__READING PASSAGE__:
____

Back at Mercy General Hospital, Moran is in the hallway waiting. His daughter is in surgery, but Moran says it’s a good thing. Stabler tells him that Ocurro confessed to a few other homicides in the Dominican Republic. A doctor comes out and asks Moran if he wants to see Joy, and he does. A person exits the room with a cooler that held lungs for transplant, and then more people come out with other coolers with more organs. Stabler realizes that Joy’s organs were taken for transplant, and a somber look comes over his face as he looks on the sad face of Moran. Stabler says he is very sorry, but Moran says it is a second chance – everyone needs one. As Moran walks into the room to look upon his daughter, Stabler looks on, and we fade to black.

Two Minute Replay Baggage

All Text Content (Recaps, Review, Commentary) © unless otherwise noted

Check out my blog home page for the latest Law & Order information, on All Things Law And Order, here.

Also, see my companion Law & Order site,These Are Their Stories.


Melanie Atkins said...

It was a good ep, but I missed Mariska.

John K. said...

Well, Mariska still had her injury at the time of filming, so I assume that's why she was out.

Can you please transcribe the exchange between Munch and Fin over the D.N.A. and Fin's "six dead women, Munch"? Thank you.

All Things Law and Order said...

John, just out of curiosity, what do you do with these trascriptions? I don't have access to scripts so this is a manual process.

Here it is!

Munch: Aw, this is not right.

Fin: Six dead women, Munch.

Munch: That man had a genetic test to establish paternity and we use the results without his consent to try and catch a killer.

Fin: Uh huh.

Munch: That’s invation of privacy, man!

Fin: Six dead women, Munch. Let’s go.

John K. said...

Thank you very much. I know how tedious the process is, which is why I'm trying to ask for the essentials.

To answer your question, I use your transcripts as discussion and debate fodder for my Law & Order messageboards. You're credited accordingly, of course.

I no longer have a working VCR (as I usually tape) and I can't use the internet to access a copy (bandwidth issues and I have a malfunctionaling computer). Since you do a very thorough recap, you're a good person to ask, outside my usual source.

____

__YOUR OBJECTIVE__: Pick up the Law & Order episode recap page and its comment thread after the final comment shown, and keep writing.

__SUPPLIED RECORDS__:
____

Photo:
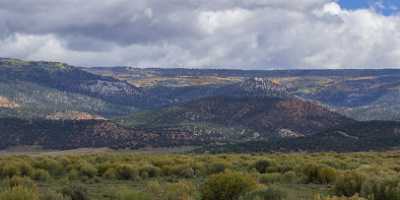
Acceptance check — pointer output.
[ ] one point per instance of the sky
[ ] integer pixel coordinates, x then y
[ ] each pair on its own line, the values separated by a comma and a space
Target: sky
240, 34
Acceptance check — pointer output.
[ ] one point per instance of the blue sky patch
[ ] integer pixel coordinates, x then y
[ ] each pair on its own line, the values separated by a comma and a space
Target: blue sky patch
386, 7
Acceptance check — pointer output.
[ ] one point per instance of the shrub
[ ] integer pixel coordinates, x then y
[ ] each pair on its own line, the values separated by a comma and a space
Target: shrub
76, 192
355, 197
227, 186
41, 175
381, 189
270, 178
127, 194
215, 168
87, 169
52, 195
262, 166
267, 194
19, 193
348, 184
17, 181
319, 174
183, 190
127, 172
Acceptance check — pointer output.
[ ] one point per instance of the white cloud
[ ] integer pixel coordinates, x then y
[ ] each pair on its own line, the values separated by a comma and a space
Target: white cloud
225, 33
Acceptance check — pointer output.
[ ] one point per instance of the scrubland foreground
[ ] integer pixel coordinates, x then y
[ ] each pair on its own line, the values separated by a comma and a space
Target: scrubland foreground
144, 176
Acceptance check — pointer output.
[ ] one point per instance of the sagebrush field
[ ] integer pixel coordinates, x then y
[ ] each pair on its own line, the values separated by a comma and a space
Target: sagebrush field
172, 176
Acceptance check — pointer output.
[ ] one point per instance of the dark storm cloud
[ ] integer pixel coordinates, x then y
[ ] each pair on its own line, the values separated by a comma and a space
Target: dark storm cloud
226, 33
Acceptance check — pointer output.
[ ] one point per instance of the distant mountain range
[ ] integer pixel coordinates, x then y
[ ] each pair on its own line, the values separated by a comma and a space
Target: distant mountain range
56, 105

____

__RESPONSE__:
So, there's my answer. I know it's a courtesy you don't have to give me, so no worries if you wish to stop.

But I'm incredibly grateful for all the transcripts you've done for me. Thank you.

John K. said...

Oh, I forgot, once I do have a working VCR again, then I can do the process, myself.

Believe me, I don't like to impose, unless I absolutely have to.

Apparently, the new season has given me a lot to discuss and debate, so there I go with it.

All Things Law and Order said...

John, it is not a problem. I was really more curious than anything else!

It only becomes a problem if I can't find the episode on line. My DVR fills up fast so I can't keep the episodes longer than 24 hours for the most part. Usually I can get SVU eps on line, but for some reason the L&Os aren't always so easily accessible. (My source isn't always consistent!)

John K. said...

Well, I should have said more, "this is why I need them." Hehehe. It's also for context, as I trust my memory, but I may miss a crucial feature, so it's better to cross my t's and dot my i's.

Right, you mentioned that before, and I'm lucky to take what I can get and try to be timely about it. Although, I do find that weird that SVU is easily accessible, yet "no" about the regular L&Os. Sometimes, that just happens.

Ms Lovely said...

Yeah, that was a good episode. And I didn't miss Mariska either. I don't mind episodes with her in them, but if it doesn't have Stabler, I can't watch.

Emily Milerz Cali said...

I really really missed Mariska. i would stop watching the show if it wasnt for her.